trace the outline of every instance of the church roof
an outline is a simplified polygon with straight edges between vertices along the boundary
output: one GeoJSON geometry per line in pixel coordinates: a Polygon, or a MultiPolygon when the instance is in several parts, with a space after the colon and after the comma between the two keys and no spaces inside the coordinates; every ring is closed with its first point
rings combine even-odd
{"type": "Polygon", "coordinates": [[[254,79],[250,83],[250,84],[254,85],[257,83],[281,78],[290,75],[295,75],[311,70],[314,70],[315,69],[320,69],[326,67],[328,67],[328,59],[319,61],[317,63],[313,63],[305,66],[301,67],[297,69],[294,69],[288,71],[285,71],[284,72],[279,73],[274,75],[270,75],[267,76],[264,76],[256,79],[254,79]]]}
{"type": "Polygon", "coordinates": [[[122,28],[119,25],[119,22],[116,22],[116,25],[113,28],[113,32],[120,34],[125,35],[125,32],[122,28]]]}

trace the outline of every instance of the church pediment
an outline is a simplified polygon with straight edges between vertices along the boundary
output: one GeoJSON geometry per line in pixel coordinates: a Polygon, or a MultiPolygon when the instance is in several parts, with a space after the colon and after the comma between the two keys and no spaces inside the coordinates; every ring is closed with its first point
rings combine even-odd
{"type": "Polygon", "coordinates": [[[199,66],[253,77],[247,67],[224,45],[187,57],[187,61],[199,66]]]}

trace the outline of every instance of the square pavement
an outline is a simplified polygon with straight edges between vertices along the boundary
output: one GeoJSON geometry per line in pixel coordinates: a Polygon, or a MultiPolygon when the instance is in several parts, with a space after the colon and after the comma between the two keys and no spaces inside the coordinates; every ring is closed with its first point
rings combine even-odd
....
Reproduce word for word the lines of the records that run from the line containing "trace the outline of every instance of the church pediment" through the last line of the records, both included.

◆ **Solution to the exercise**
trace the outline of every instance of the church pediment
an outline is a simplified polygon with straight edges between vertices along the boundary
output: one GeoJSON geometry per line in pixel coordinates: a Polygon, or a MultiPolygon when the instance is in several parts, with a space after the colon and after the comma between the two keys and no spaces inside the coordinates; every ring is closed with its first point
rings combine even-odd
{"type": "Polygon", "coordinates": [[[199,66],[253,77],[247,67],[224,45],[187,57],[187,61],[199,66]]]}

trace the outline of every instance of the square pavement
an outline is a simplified polygon with straight edges between vertices along the boundary
output: one GeoJSON geometry per line in pixel coordinates: a Polygon, or a MultiPolygon when the instance is in several parts, with a space after the colon and after the comma between the two keys and no spaces inside the coordinates; every ring is closed with its first point
rings combine even-odd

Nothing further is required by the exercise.